# GOAL OF THE EXERCISE
Once you find the line containing "white island base." in the data below, copy it and each following line exactly, up to and including the line containing "the tile backsplash.", and nothing else.
___ DATA EXTRACTS ___
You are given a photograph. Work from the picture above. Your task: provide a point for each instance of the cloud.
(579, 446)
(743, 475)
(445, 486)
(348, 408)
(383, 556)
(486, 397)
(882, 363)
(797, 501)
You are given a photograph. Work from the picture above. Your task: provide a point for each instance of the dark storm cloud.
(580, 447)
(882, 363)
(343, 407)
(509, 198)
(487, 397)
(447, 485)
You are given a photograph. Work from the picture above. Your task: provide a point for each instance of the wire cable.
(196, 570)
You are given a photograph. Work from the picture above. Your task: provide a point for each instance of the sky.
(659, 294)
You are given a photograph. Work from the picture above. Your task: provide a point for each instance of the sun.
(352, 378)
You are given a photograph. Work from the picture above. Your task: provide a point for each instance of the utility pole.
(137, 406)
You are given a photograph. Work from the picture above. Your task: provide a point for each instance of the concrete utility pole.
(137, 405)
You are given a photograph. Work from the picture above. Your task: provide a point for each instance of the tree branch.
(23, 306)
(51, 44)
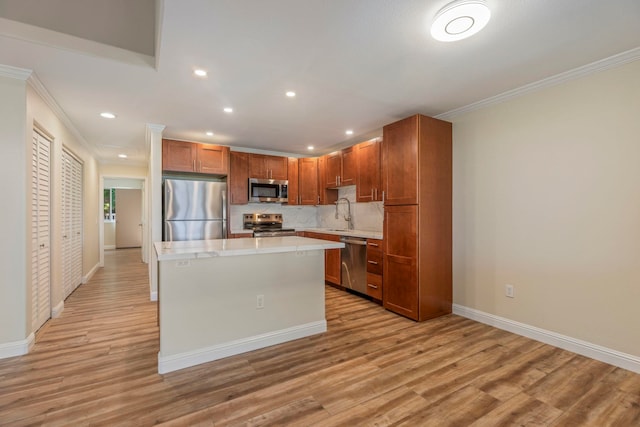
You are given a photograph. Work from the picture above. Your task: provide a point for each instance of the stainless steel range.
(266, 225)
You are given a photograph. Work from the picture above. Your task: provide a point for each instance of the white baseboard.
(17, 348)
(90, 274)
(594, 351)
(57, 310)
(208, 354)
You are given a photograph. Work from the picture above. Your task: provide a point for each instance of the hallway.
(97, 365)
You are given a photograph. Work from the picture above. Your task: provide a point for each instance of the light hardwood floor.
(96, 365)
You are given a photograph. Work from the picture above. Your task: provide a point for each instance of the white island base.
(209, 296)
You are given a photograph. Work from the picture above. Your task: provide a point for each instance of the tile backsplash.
___
___ DATA EXTRACTS ___
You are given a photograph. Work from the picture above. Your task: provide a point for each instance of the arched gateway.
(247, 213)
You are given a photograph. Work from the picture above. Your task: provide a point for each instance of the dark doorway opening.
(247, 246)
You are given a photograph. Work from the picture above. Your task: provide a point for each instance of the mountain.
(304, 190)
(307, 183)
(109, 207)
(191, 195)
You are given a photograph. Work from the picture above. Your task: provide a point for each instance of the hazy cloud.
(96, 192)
___
# TASK RESPONSE
You are given a photograph. Work from the picture above. Your task: provide a point for each instance of the white island base.
(209, 296)
You are given a photograph. Work from the picture above. Your task: provide a point for each instance of the tile backsplash.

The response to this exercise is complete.